■ List of tasks ■
a: In the obituary of Norair Pahlavouni, in what year did his family settle permanently in Tehran?
b: Please continue the obituary of Norair Pahlavouni from its last sentence.

■ Selected text ■
┌──

Community Leader Norair Pahlavouni Passes Away

Norair Pahlavouni

Community leader, political activist, intellectual, writer, editor, and broadcaster Norair Pahlavouni, the third of his parents’ four children, was born in Samarkand, Turkestan on Jan. 27, 1924, where his father, Yeghishe Pahlavouni, had taken refuge to avoid the relentless persecutions of the notorious Soviet state security organization Cheka. Entrusting the safety of his wife Nvart and newly born child to his father-in-law, Ghukas Malentsian, a high-ranking officer in the ministry of agriculture of Turkestan ASSR, Yeghishe departed for northern Russia. After another turbulent year and separation, the young couple finally reunited in Tabriz, Iran, the “cultural citadel” of the Iranian-Armenian community in 1925, where they started a new life.

The young Norair received his early education in Tabriz in the Ghazaros Aghayan kindergarten under prominent educator Shushanik Khanazad, and his elementary and secondary education in the historical Aramian School. He received mentorship from a legion of eminent intellectuals and scholars, among them Andre Der Ohanian (Amurian), Haykak Kosoyan, and Yervand Hayrapetian. Norair’s education, like thousands in his generation, was cut short when all Armenian schools, clubs, institutions, and organizations, because of the rapprochement between the governments of Iran and Kemalist Turkey, were shut down. The role of his mother proved crucial and left a lasting impact on the young Norair.

Fate had destined the Pahlavounis to be on the move again for the next two decades, first to Rasht (1926-29) and then to Tabriz (the young couple was invited back to Tabriz by Archbishop Nerses Melik-Tangian, the illustrious prelate of the Armenian Diocese of Atrpatakan, where his mother taught Russian at the Temakan (parochial) School). In 1934, after the premature death of their daughter Seda, the couple moved to the historic city of Hamadan, and two years later in 1936 to Borujerd, where they served as teachers and principal in the local Armenian schools and institutions. After two years of service, the Pahlavounis moved to Tehran in 1938, where they settled permanently.

After graduating from the Sepehr School with distinction, Norair was accepted in the prestigious Alborz School-College. Concurrent to his studies, he immersed himself in the social and cultural life of the flourishing Armenian community in Tehran. Upon completion of his secondary education, he was preparing to leave for Beirut to attend the American University of Beirut (AUB) and was also accepted to Boston University’s department of humanitarian and social sciences, none of which were realized because of the exigencies of life. He had to sacrifice his dreams for higher education and assume the responsibility of supporting his elderly parents and raise his family, exploring various employment opportunities and careers: UKCC transportation company, accountant in the Keoroghlian flour company in Ghazvin, Anglo-Iranian Bank, director of the Dariush Film company, and finally the National Iranian Oil Company (NIOC), where he served as accountant and auditor for 31 years, and in the NIOC’s foreign relations data and information analysis department, a position which he held until 1979.

└──

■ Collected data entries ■
┌──

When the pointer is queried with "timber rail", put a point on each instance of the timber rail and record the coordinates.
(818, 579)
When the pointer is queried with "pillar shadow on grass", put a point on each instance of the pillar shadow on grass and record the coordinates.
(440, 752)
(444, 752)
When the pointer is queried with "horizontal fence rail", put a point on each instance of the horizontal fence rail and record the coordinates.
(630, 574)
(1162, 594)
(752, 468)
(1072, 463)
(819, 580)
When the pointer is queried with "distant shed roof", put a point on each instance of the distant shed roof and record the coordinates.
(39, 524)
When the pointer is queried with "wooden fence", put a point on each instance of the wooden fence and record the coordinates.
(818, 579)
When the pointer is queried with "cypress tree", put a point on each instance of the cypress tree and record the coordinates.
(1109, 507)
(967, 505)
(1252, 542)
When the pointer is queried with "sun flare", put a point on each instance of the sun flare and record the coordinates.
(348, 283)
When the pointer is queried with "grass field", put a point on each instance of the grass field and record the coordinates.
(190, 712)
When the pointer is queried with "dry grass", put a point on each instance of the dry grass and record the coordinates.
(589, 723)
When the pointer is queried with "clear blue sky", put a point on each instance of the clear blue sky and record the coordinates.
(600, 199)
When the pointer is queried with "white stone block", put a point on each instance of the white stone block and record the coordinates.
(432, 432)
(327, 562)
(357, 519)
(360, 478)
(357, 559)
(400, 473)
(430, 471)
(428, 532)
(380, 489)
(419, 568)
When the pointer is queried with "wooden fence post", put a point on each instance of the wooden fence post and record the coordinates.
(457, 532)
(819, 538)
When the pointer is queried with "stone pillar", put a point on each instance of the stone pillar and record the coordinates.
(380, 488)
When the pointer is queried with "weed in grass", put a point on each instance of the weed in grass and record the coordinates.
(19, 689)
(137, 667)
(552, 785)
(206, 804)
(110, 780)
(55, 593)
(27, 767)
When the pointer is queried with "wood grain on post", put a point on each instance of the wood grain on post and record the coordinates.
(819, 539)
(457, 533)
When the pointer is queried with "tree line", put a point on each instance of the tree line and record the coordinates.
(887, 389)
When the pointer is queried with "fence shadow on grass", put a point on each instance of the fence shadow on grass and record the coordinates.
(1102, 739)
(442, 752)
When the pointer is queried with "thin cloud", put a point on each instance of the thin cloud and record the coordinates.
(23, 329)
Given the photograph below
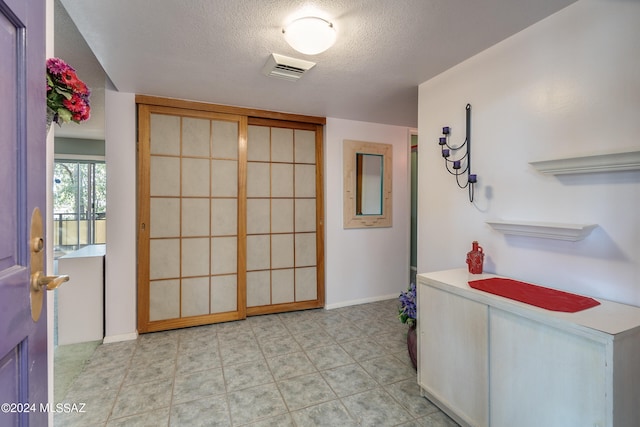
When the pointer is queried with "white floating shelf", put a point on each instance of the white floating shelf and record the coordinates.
(612, 162)
(544, 230)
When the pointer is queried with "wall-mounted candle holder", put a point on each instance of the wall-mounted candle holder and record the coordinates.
(461, 165)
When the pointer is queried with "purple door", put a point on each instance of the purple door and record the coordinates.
(23, 341)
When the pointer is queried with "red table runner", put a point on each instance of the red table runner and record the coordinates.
(550, 299)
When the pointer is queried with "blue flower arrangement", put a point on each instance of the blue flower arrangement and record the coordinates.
(407, 310)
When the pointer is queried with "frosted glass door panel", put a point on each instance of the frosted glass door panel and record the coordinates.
(192, 233)
(282, 220)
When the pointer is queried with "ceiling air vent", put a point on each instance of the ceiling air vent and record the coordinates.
(284, 67)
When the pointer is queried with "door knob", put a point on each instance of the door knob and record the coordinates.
(40, 282)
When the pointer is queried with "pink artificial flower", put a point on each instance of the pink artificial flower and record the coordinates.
(76, 104)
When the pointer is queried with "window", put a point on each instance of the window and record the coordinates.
(79, 204)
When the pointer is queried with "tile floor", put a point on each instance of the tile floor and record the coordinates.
(341, 367)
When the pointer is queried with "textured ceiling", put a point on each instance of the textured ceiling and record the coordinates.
(214, 50)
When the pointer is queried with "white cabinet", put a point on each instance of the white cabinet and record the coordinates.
(492, 361)
(454, 370)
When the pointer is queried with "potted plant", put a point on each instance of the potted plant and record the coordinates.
(407, 314)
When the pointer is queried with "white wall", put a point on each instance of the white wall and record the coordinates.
(365, 264)
(566, 86)
(120, 263)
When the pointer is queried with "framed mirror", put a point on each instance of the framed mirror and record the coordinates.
(367, 184)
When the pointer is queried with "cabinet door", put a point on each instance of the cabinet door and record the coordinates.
(542, 376)
(453, 354)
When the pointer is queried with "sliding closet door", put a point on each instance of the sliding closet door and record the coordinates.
(192, 227)
(285, 245)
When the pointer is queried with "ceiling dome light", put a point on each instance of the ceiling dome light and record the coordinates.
(310, 35)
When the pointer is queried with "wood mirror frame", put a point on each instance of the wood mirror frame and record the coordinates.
(352, 219)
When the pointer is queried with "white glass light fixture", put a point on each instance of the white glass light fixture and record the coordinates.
(310, 35)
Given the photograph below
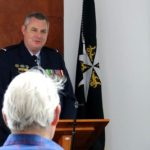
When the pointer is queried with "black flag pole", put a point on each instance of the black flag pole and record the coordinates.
(88, 83)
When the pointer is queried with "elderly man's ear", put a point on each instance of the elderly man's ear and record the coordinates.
(56, 115)
(4, 118)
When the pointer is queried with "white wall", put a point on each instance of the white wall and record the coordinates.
(123, 34)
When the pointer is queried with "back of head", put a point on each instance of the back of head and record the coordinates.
(30, 101)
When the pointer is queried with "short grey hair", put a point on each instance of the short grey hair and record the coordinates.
(30, 100)
(37, 15)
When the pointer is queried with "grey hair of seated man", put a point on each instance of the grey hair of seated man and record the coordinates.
(31, 103)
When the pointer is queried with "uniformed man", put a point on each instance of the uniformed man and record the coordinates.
(29, 53)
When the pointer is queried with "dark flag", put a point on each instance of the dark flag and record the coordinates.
(88, 83)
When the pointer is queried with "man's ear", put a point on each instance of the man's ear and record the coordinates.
(56, 115)
(4, 118)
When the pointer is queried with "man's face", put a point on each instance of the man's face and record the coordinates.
(35, 34)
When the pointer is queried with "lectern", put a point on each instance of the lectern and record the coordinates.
(86, 132)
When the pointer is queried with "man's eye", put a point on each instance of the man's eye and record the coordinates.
(33, 30)
(43, 31)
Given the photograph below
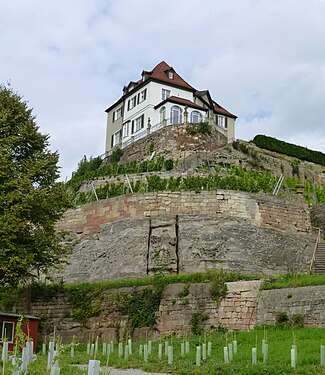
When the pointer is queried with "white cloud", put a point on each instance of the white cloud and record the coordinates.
(261, 59)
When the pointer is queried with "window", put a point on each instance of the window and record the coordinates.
(139, 123)
(116, 138)
(7, 331)
(175, 115)
(196, 117)
(117, 114)
(221, 121)
(126, 129)
(132, 103)
(163, 114)
(165, 94)
(142, 96)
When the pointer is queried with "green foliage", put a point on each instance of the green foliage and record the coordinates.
(140, 306)
(283, 320)
(289, 149)
(218, 288)
(31, 200)
(117, 153)
(200, 128)
(185, 292)
(235, 178)
(89, 170)
(197, 322)
(86, 300)
(293, 281)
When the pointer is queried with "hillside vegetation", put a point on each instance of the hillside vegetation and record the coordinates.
(254, 179)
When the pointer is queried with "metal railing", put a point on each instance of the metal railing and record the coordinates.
(312, 262)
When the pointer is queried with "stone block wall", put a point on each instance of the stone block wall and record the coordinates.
(182, 232)
(236, 311)
(175, 140)
(260, 210)
(243, 308)
(308, 301)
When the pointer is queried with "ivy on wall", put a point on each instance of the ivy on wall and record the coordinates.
(235, 178)
(140, 306)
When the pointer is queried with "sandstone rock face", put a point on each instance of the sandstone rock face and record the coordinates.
(134, 247)
(307, 301)
(118, 251)
(233, 244)
(317, 216)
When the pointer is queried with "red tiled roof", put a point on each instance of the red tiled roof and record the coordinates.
(160, 73)
(222, 111)
(182, 101)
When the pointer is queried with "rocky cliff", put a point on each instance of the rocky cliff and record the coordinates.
(183, 232)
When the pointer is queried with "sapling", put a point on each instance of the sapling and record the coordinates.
(126, 352)
(225, 354)
(322, 355)
(130, 345)
(170, 356)
(198, 356)
(182, 349)
(120, 349)
(230, 351)
(254, 356)
(160, 350)
(204, 351)
(145, 352)
(149, 347)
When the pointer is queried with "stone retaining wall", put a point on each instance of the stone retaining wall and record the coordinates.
(260, 210)
(307, 301)
(244, 307)
(173, 140)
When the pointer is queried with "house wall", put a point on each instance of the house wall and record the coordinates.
(112, 127)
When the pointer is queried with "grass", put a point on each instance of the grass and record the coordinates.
(308, 341)
(293, 281)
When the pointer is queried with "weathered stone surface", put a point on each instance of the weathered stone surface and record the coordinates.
(229, 243)
(308, 301)
(118, 251)
(317, 215)
(163, 245)
(186, 243)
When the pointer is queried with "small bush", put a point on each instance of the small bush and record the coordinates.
(297, 320)
(117, 153)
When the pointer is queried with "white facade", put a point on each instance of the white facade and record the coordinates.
(158, 102)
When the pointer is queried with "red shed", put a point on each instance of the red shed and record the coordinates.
(8, 324)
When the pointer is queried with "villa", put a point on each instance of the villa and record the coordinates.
(161, 98)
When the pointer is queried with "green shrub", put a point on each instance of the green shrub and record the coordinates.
(197, 322)
(117, 153)
(289, 149)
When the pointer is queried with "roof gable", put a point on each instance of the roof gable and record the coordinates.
(160, 73)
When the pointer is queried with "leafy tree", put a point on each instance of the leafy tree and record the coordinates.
(31, 200)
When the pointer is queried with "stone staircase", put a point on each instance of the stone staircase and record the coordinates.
(319, 264)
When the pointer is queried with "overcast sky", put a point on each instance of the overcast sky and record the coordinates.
(263, 60)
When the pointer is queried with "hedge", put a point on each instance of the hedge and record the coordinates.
(289, 149)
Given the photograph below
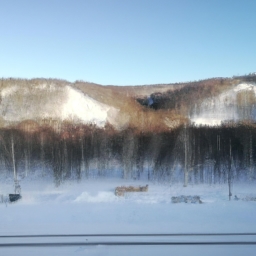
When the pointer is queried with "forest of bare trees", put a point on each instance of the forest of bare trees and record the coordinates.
(187, 154)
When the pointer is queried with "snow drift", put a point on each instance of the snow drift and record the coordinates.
(235, 105)
(51, 101)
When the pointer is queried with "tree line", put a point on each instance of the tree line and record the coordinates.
(187, 154)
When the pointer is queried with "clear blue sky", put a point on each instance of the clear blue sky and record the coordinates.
(127, 42)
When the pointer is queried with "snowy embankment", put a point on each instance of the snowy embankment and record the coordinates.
(50, 101)
(224, 107)
(90, 207)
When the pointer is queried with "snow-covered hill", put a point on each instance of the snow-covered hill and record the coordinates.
(235, 104)
(51, 101)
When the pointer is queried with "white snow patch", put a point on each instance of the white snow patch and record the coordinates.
(84, 108)
(101, 197)
(214, 111)
(52, 101)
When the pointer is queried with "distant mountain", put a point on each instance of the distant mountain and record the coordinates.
(146, 108)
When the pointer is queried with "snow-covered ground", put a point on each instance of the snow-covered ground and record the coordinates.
(224, 107)
(90, 207)
(51, 101)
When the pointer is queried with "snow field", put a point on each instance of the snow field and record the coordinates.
(90, 207)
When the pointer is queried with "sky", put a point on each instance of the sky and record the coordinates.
(127, 42)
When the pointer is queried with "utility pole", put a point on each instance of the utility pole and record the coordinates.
(230, 171)
(186, 157)
(16, 182)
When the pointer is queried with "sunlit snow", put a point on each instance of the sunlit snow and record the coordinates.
(216, 110)
(51, 101)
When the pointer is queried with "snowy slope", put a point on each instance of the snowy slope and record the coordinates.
(225, 107)
(42, 101)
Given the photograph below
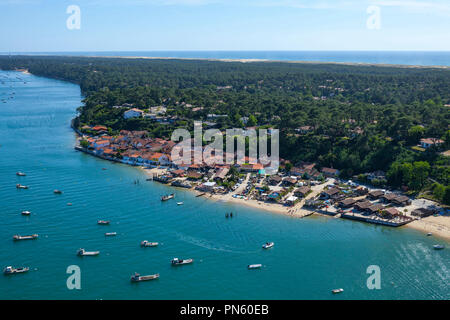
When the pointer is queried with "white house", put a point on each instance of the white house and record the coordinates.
(133, 113)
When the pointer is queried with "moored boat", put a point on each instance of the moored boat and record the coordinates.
(268, 245)
(138, 278)
(146, 243)
(30, 237)
(82, 252)
(11, 270)
(177, 262)
(337, 290)
(168, 197)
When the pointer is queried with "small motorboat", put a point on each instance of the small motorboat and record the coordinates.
(110, 234)
(268, 245)
(178, 262)
(11, 270)
(82, 252)
(138, 278)
(30, 237)
(168, 197)
(146, 243)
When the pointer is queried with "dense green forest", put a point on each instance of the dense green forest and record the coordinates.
(355, 118)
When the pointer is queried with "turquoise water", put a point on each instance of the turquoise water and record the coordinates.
(311, 256)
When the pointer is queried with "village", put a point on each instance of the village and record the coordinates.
(301, 191)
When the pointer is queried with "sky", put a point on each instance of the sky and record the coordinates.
(149, 25)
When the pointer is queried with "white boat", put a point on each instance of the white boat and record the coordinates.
(11, 270)
(82, 252)
(268, 245)
(30, 237)
(168, 197)
(138, 278)
(146, 243)
(177, 262)
(337, 290)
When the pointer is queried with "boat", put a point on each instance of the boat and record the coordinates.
(30, 237)
(168, 197)
(337, 290)
(82, 252)
(138, 278)
(146, 243)
(268, 245)
(177, 262)
(11, 270)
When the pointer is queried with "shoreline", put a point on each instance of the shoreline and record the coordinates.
(439, 226)
(250, 60)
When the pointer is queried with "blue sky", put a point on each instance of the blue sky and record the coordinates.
(121, 25)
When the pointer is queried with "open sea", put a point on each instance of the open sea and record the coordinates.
(420, 58)
(311, 256)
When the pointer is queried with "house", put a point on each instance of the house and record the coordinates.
(330, 172)
(401, 200)
(362, 205)
(332, 193)
(422, 212)
(133, 113)
(302, 191)
(375, 194)
(274, 180)
(428, 142)
(289, 181)
(347, 203)
(375, 208)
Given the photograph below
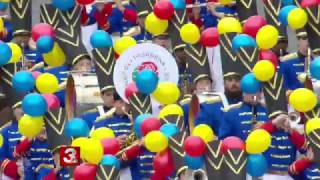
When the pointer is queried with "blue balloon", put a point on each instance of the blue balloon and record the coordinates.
(243, 40)
(23, 81)
(100, 39)
(45, 44)
(6, 53)
(137, 123)
(178, 4)
(169, 129)
(34, 105)
(109, 160)
(249, 84)
(315, 68)
(76, 128)
(284, 12)
(194, 162)
(257, 165)
(63, 5)
(147, 81)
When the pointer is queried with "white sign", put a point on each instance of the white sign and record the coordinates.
(144, 56)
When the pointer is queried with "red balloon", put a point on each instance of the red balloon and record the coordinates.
(232, 142)
(194, 146)
(269, 55)
(253, 24)
(85, 2)
(42, 29)
(163, 162)
(209, 37)
(163, 9)
(85, 171)
(110, 146)
(150, 124)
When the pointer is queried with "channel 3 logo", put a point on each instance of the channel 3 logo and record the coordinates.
(69, 156)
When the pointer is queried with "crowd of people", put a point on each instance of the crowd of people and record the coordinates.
(219, 89)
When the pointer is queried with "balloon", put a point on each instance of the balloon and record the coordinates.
(163, 9)
(253, 24)
(102, 133)
(6, 53)
(297, 18)
(263, 70)
(209, 37)
(124, 43)
(178, 4)
(76, 128)
(267, 37)
(194, 146)
(204, 132)
(166, 93)
(55, 57)
(110, 146)
(109, 160)
(258, 141)
(315, 68)
(52, 101)
(229, 25)
(169, 130)
(312, 125)
(257, 165)
(190, 33)
(249, 84)
(16, 52)
(34, 105)
(47, 83)
(147, 81)
(101, 39)
(45, 44)
(30, 126)
(23, 81)
(93, 151)
(42, 29)
(138, 122)
(63, 5)
(156, 141)
(305, 104)
(243, 40)
(284, 12)
(85, 171)
(150, 124)
(194, 163)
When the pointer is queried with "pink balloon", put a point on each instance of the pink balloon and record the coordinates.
(52, 101)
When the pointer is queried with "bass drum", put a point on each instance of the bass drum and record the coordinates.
(83, 92)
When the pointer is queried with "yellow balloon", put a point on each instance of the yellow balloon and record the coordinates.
(154, 25)
(171, 109)
(190, 33)
(229, 25)
(166, 93)
(55, 57)
(16, 52)
(267, 37)
(92, 151)
(263, 70)
(156, 141)
(258, 141)
(297, 18)
(124, 43)
(47, 83)
(303, 100)
(312, 125)
(30, 126)
(204, 132)
(102, 133)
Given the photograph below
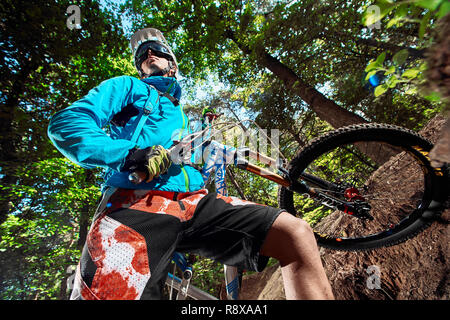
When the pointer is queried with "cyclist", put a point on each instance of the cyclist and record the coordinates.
(137, 227)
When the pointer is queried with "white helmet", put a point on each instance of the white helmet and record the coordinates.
(151, 38)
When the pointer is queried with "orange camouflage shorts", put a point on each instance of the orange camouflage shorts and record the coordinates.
(131, 242)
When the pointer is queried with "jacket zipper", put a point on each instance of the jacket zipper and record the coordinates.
(186, 177)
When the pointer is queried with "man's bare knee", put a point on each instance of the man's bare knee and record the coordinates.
(288, 239)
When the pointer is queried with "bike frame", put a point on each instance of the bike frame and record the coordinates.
(216, 158)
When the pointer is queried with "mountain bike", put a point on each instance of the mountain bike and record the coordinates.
(360, 187)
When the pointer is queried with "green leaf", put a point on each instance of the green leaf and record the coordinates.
(424, 22)
(381, 58)
(380, 90)
(400, 57)
(377, 12)
(371, 66)
(371, 73)
(410, 73)
(444, 9)
(433, 97)
(390, 70)
(428, 4)
(391, 82)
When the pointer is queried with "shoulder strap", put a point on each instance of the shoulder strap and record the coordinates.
(152, 102)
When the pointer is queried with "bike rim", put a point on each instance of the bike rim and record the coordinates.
(384, 183)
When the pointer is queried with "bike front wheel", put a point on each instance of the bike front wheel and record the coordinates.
(382, 172)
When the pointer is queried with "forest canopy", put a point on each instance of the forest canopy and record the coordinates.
(302, 67)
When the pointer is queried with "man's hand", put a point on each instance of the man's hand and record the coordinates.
(153, 161)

└──

■ Answers provided ■
a: 1938

b:
On July 4, 1944, Norair, with a group of idealistic and dedicated friends, co-founded the “Ararat” Armenian Cultural Organization (AACA), an institution that after six decades continues to remain the heart and soul and the anchor of the Iranian-Armenian community to this day. He served on the Central Executive Board of AACA for several terms as a member, secretary, vice-president, and president. In the same decade he co-founded the Iranian-Armenian Writers Society. Over the years he assumed more and crucial responsibilities in the life of the Iranian-Armenian community as a member of the Armenian Diocesan Assembly for several terms, delegate of inter-diocesan consultative assemblies, delegate to the Cilician Catholicosate’s World Assembly (1963-1978), and twice co-chair of the Catholicosate’s Assembly in 1972 and 1977, respectively.

Norair Pahlavouni joined the ranks of the Armenian Revolutionary Federation (ARF) from his adolescent years, an organization to which he remained loyal and served with devotion and distinction to the end, assuming a number of sensitive and crucial positions. He was a member of the Armenian National Committee (ANC) and contributed to a number of publication projects in Armenian, Farsi, and English, in collaboration with his comrades-in-arm releasing, under the general title Armenology, approximately 14 booklets.

In 1960, he established and served as the editor of Alik Monthly for three years until its publication ended in 1963. From 1976-78, he served as editor-in-chief of Alik Daily, the oldest continuing Armenian-language daily in Iran. In 1978, by the decision of the Tehran Armenian Diocesan Assembly and the ARF Central Committee, he was nominated and served as the coordinating secretary of the committee in charge of the celebrations of the coronation of Shah Mohammad Reza Pahlavi of Iran on the occasion of the 50th anniversary of the establishment of the Pahlavi Dynasty, as well as the celebrations of 2,500th anniversary of the founding of the Iranian monarchy. He received commendation for his exemplary leadership and
performance as the editor of Alik Daily with a special 50th anniversary medal.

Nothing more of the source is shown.